◆ Sayfa metni:
+--

Celalettin Can, Independent Türkçe için Prof. Ahmet Muhtar Çakmak ile konuştu
Celalettin Can, Independent Türkçe için Prof. Ahmet Muhtar Çakmak ile konuştu
Prof. Ahmet Muhtar Çakmak ile gerçekleştirdiğimiz yeni tip koronavirüsün (Kovid-19) Aydınlanma ile ilişkisine dair söyleşimizin ikinci bölümünü yayımlıyoruz.
- Şimdi Batının virüs salgını ile mücadelede neden görece başarısız olduğu üzerinde durmaya çalışalım.
Baştan belirtmemde fayda var, bence Batı ile Asya ülkeleri (Çin, Japonya, Tayvan, Güney Kore, Singapur ve Hong Kong) arasında virüs salgını ile mücadele konusundaki fark esas olarak, belirttiğim gibi bu Asya ülkelerinin yakın geçmişte başka virüs salgınlarına maruz kalmış olmalarından kaynaklanmaktadır.
Bunun en yakını ve başlıcası SARS olarak bilinen salgındır. Başlarına bu geldiği için korona ortaya çıkar çıkmaz harekete geçtiler.
Batı ise yakın geçmişte bu tür salgınlara maruz kalmadığı için gereken ölçüde tedbirli davranmayı bilemedi.
Tabii ki durum bundan ibaret değil...
Mesela Obama döneminde kurulan ve virüs salgınları ile mücadeleyi amaçlayan merkezi, Trump başkan olur olmaz kapattı. İngiltere'de de Johnson yanlış politikalar uyguladı.
Daha önce söylediğim gibi Murphy bu tür insanların başa geçmesini bu ülkelerin siyasal kültürüne, onu da Aydınlanmaya bağlamaya çalışıyor.
- 300 yıl önce akıl ve bilimin esas olması gerektiği ideali ile yola çıkan bu düşünürlerin nasıl olup da Batı siyasal kültürünün tam tersi bir sonuçla belirlemiş olabileceğini anlamak istiyorum…
Anlamak zor… Kaldı ki Aydınlanmadan günümüze bu şekilde bir bağlantı zaten kurulamaz.
Çünkü Aydınlanmayı, modernizm ve liberalizm izledi. MacIntyre'a göre modernizm ve liberalizm de Aydınlanmanın eseri zaten.
Oysa Aydınlanma konusunda uzman olan saygın bilimciler var ve onların bir kısmı modernitenin Aydınlanmayı neredeyse ortadan kaldırdığını söylüyor.
- Ya liberalizm?
Liberalizmin izlerini bazı Aydınlanma düşünürlerinde bulmak mümkün. Buradan hareketle 'Liberalizmin kaynağı Aydınlanmadır. Trump gibi insanların başa geçmesi de liberalizmin sonucudur. Öyleyse virüs salgınında Batının görece başarısızlığı Aydınlanmanın iflasını gösterir' şeklinde düşünülmüş olabilir.
Ancak liberalizmin izlerini bazı Aydınlanma düşünürlerinde bulmak mümkün dedim; ama buradan hareketle mesela Aydınlanma liberalizmi savunmuştur, diyemeyiz.

+--

Nokta yerleştirme listesi
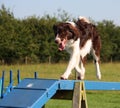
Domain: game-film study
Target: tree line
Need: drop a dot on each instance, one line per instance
(31, 40)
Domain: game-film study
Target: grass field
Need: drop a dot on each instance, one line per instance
(96, 99)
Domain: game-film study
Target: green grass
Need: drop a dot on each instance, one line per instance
(96, 99)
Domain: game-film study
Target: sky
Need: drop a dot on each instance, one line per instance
(98, 10)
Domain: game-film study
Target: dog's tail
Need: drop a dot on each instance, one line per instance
(83, 19)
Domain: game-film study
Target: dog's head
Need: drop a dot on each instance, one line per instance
(65, 32)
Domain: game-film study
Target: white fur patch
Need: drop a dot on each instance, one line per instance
(86, 49)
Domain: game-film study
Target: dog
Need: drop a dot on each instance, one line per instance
(78, 39)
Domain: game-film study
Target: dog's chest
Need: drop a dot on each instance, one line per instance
(74, 47)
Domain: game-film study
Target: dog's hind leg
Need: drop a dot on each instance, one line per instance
(80, 71)
(96, 57)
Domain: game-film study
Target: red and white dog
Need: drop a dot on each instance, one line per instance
(78, 39)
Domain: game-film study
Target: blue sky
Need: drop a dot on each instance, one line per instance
(96, 9)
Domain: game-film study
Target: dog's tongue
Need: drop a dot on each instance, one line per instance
(62, 46)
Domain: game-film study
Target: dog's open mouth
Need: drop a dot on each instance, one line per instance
(62, 45)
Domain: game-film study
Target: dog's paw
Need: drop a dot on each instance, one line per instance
(63, 77)
(80, 77)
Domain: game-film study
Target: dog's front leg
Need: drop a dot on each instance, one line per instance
(70, 66)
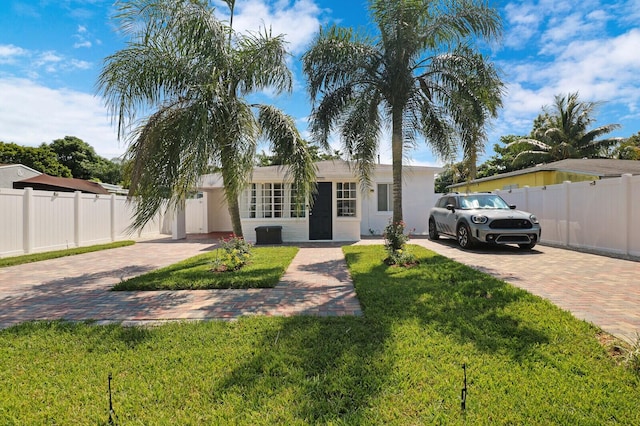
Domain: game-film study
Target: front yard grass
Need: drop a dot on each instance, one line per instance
(528, 362)
(37, 257)
(264, 269)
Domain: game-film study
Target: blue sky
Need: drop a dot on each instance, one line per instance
(51, 52)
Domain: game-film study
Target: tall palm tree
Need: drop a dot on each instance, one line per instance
(562, 132)
(191, 74)
(419, 75)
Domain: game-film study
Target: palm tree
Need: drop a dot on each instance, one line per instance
(191, 73)
(561, 132)
(419, 74)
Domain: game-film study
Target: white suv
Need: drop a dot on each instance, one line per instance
(482, 217)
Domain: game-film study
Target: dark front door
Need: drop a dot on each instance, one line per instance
(320, 215)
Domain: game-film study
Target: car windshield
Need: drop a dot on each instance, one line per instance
(482, 201)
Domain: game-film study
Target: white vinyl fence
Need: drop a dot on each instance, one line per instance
(36, 221)
(602, 215)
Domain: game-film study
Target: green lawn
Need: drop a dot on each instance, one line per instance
(527, 361)
(266, 266)
(36, 257)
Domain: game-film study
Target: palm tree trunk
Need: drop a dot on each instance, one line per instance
(396, 154)
(234, 211)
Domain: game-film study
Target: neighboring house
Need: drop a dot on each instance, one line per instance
(44, 182)
(573, 170)
(10, 173)
(342, 211)
(114, 189)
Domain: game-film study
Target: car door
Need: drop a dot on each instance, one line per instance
(444, 217)
(450, 218)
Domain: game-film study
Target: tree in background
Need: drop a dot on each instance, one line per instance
(84, 163)
(453, 173)
(628, 149)
(562, 131)
(419, 76)
(503, 160)
(193, 72)
(42, 158)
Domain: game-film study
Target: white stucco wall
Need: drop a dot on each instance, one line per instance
(418, 198)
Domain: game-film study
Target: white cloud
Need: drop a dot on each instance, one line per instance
(9, 53)
(85, 43)
(298, 20)
(31, 114)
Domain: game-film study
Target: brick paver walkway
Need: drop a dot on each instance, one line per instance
(77, 288)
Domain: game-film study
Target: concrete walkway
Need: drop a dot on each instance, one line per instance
(598, 289)
(77, 288)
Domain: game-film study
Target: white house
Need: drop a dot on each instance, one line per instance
(341, 211)
(10, 173)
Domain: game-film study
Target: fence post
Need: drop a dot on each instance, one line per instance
(567, 200)
(77, 217)
(626, 211)
(27, 220)
(112, 217)
(179, 231)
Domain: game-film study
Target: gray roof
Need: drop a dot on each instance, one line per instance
(602, 167)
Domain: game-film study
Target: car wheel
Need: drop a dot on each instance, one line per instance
(527, 246)
(464, 236)
(433, 232)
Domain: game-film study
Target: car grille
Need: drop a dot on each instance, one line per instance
(511, 224)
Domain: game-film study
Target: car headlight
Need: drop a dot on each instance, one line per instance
(479, 219)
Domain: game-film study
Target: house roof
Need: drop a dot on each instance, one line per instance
(54, 183)
(603, 168)
(335, 168)
(325, 170)
(2, 165)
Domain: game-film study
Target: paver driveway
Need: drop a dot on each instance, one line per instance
(76, 288)
(599, 289)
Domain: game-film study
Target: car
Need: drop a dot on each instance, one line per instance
(482, 218)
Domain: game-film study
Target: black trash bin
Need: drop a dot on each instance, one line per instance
(268, 235)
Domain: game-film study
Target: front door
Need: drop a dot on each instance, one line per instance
(320, 216)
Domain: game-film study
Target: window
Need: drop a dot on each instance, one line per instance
(346, 198)
(269, 200)
(385, 197)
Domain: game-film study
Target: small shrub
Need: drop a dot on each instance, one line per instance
(394, 243)
(632, 356)
(233, 254)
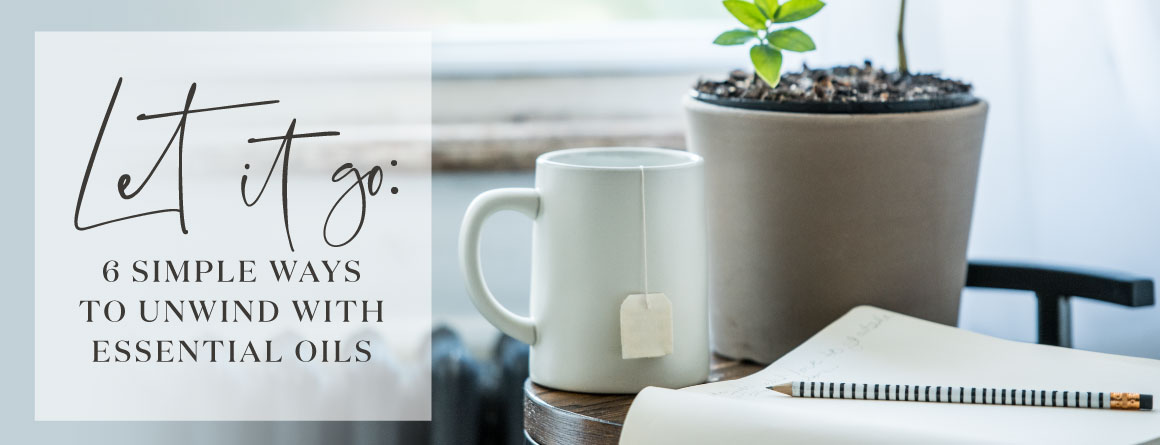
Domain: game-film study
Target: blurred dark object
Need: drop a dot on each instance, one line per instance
(476, 401)
(1055, 287)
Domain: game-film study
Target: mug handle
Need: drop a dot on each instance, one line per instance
(523, 201)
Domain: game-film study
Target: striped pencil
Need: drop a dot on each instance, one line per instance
(962, 394)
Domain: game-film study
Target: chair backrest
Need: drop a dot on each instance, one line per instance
(1055, 287)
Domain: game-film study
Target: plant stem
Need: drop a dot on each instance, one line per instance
(901, 46)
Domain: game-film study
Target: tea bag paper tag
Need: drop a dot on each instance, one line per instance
(646, 326)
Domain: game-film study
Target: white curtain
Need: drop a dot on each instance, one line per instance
(1071, 168)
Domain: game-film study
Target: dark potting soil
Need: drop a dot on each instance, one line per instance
(839, 89)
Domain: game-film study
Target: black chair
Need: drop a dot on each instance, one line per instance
(1055, 287)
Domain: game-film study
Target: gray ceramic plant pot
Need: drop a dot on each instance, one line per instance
(811, 214)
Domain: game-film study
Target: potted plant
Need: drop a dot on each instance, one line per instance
(829, 188)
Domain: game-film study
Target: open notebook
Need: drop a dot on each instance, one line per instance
(875, 345)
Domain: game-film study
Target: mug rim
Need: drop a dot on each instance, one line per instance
(683, 159)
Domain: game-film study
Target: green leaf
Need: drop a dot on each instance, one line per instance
(767, 7)
(734, 37)
(797, 9)
(791, 38)
(767, 60)
(746, 13)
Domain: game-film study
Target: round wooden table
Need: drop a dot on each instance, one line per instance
(552, 416)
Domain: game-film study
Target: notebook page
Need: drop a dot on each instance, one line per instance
(874, 345)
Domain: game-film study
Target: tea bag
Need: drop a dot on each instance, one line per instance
(646, 319)
(646, 326)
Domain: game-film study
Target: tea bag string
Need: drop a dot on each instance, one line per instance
(644, 235)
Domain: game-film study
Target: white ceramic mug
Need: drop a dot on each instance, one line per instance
(587, 256)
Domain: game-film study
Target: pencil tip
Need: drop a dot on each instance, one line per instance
(784, 388)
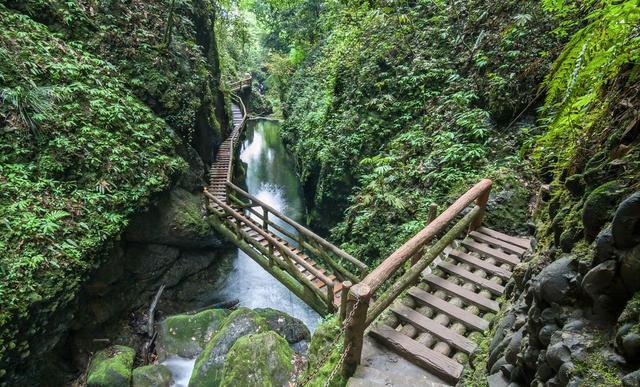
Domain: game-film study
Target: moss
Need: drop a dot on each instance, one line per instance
(187, 335)
(263, 359)
(322, 343)
(111, 367)
(155, 375)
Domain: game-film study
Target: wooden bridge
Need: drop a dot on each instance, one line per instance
(423, 302)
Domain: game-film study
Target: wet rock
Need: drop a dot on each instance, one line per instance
(575, 185)
(598, 208)
(209, 365)
(155, 375)
(604, 246)
(598, 280)
(626, 222)
(630, 269)
(556, 283)
(264, 359)
(187, 335)
(631, 379)
(111, 367)
(178, 220)
(292, 329)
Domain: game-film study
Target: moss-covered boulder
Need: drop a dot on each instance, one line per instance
(598, 208)
(155, 375)
(291, 328)
(208, 370)
(187, 335)
(264, 359)
(111, 367)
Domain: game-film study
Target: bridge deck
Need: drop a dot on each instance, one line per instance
(252, 227)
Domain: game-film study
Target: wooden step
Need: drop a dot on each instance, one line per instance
(490, 252)
(458, 291)
(467, 319)
(521, 242)
(425, 324)
(480, 264)
(442, 366)
(472, 277)
(508, 247)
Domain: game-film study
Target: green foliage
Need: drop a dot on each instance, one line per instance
(101, 153)
(385, 120)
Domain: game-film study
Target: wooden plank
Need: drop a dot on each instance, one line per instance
(488, 251)
(480, 264)
(442, 366)
(522, 242)
(466, 318)
(425, 324)
(458, 291)
(471, 277)
(506, 246)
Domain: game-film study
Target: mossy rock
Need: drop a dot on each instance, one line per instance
(292, 329)
(111, 367)
(208, 370)
(187, 335)
(598, 208)
(155, 375)
(263, 359)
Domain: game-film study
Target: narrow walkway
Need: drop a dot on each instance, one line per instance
(250, 224)
(431, 327)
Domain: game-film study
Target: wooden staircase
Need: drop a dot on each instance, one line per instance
(309, 266)
(456, 296)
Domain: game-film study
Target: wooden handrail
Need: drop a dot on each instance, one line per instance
(300, 229)
(389, 266)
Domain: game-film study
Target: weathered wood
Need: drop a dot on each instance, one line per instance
(471, 277)
(522, 242)
(467, 295)
(444, 367)
(506, 246)
(467, 319)
(413, 274)
(426, 324)
(480, 264)
(489, 252)
(357, 306)
(395, 260)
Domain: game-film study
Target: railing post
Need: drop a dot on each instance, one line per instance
(357, 307)
(344, 294)
(481, 202)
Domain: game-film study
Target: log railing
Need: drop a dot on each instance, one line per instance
(421, 251)
(275, 222)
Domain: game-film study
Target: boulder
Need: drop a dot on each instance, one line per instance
(556, 283)
(264, 359)
(208, 370)
(187, 335)
(111, 367)
(177, 220)
(599, 279)
(155, 375)
(631, 379)
(598, 208)
(626, 222)
(292, 329)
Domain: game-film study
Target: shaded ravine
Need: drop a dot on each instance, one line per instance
(271, 177)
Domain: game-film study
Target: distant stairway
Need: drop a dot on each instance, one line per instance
(458, 296)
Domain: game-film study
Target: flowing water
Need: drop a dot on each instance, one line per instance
(271, 177)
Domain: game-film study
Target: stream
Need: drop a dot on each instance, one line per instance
(271, 177)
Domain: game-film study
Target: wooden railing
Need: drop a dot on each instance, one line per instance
(421, 251)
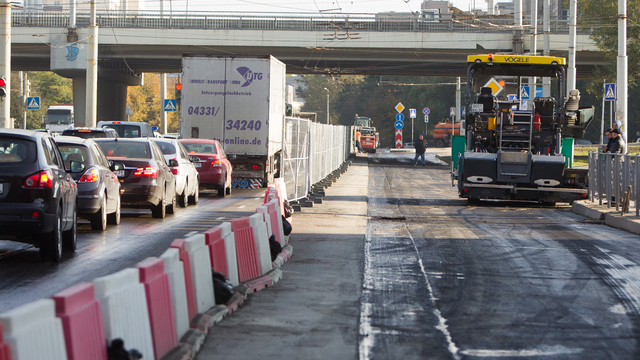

+--

◆ Yapılacak görevler:
**a.** Söyleşide anlatıldığına göre Asya ülkeleri korona ortaya çıkar çıkmaz neden harekete geçti? Bir ila üç cümleyle açıklayın.
**b.** Lütfen listede "bridge" dizesini içeren her satırı değiştirmeden döndürün.
Söyleşi ile liste birbirinden farklı kaynaklardan geliyor.

◆ Yanıtlar:
**a.** Bu Asya ülkeleri yakın geçmişte başka salgınlara maruz kalmıştı. Bunların en yakını ve başlıcası SARS olarak bilinen salgındı. Başlarına bu geldiği için korona ortaya çıkar çıkmaz harekete geçtiler.

**b.**
Target: wooden bridge
Target: bridge deck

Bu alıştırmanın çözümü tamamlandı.